▶ TASK
Copy the entries word for word, starting at the first line and ending with the line that contains "Query: pale barred chest feather", including that line.

--- DATA ENTRIES ---

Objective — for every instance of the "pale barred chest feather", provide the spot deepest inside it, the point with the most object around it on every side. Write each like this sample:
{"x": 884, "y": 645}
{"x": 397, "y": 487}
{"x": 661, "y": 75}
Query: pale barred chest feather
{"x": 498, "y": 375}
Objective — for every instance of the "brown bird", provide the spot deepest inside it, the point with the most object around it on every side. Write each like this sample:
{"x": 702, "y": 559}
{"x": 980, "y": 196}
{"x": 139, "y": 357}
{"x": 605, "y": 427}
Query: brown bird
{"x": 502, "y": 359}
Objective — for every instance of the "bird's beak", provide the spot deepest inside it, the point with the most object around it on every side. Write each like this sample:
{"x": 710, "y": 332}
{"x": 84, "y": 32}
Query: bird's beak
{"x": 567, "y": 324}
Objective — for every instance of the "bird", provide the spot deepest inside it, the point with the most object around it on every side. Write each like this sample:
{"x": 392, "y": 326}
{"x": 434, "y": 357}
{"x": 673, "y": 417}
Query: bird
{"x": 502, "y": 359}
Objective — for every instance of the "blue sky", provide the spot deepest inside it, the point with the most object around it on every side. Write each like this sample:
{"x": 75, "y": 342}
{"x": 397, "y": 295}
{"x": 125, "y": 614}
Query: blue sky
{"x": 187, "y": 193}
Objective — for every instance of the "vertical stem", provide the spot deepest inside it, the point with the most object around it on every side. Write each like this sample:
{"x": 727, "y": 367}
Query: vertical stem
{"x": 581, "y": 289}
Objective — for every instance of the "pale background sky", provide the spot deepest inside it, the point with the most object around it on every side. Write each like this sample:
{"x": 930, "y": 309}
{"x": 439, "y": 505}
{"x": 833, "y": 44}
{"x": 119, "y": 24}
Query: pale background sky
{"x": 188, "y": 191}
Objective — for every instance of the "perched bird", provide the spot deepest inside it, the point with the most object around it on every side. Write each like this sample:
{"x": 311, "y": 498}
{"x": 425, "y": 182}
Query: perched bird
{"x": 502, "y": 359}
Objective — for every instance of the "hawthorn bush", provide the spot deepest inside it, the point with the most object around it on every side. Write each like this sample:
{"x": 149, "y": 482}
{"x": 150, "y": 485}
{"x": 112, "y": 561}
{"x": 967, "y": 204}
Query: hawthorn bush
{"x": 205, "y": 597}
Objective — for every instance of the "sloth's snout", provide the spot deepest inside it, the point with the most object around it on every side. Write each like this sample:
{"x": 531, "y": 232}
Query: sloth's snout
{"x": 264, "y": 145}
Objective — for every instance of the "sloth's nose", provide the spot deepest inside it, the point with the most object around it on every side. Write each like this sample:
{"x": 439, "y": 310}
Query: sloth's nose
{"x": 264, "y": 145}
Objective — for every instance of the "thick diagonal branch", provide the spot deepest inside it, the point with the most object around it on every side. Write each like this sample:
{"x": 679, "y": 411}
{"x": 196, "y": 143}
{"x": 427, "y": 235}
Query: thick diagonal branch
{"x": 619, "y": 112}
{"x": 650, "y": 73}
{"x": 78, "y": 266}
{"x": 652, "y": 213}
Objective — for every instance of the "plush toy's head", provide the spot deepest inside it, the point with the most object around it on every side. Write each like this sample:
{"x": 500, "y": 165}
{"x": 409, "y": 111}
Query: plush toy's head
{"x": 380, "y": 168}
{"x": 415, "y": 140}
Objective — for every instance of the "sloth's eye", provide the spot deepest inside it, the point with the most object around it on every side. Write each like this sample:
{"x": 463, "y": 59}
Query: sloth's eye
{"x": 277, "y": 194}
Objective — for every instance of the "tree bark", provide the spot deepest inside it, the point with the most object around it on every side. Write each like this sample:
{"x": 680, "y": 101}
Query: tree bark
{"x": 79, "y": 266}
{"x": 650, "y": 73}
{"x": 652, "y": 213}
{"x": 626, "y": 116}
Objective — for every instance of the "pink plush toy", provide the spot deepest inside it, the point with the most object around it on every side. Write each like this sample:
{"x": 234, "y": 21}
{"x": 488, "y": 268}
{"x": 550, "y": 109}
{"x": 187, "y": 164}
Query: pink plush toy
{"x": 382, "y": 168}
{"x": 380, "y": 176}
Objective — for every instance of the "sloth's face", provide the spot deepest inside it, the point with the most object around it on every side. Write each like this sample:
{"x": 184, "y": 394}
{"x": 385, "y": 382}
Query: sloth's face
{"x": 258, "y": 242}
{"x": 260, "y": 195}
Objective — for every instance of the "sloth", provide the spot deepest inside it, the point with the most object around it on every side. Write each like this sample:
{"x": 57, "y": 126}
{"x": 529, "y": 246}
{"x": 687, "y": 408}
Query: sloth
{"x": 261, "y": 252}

---

▶ OUTPUT
Objective — for every instance of the "pale barred chest feather", provide the spot deepest inside it, the point with the most object around it on every side. Write each like this sample:
{"x": 884, "y": 645}
{"x": 397, "y": 487}
{"x": 661, "y": 75}
Query: pale barred chest feather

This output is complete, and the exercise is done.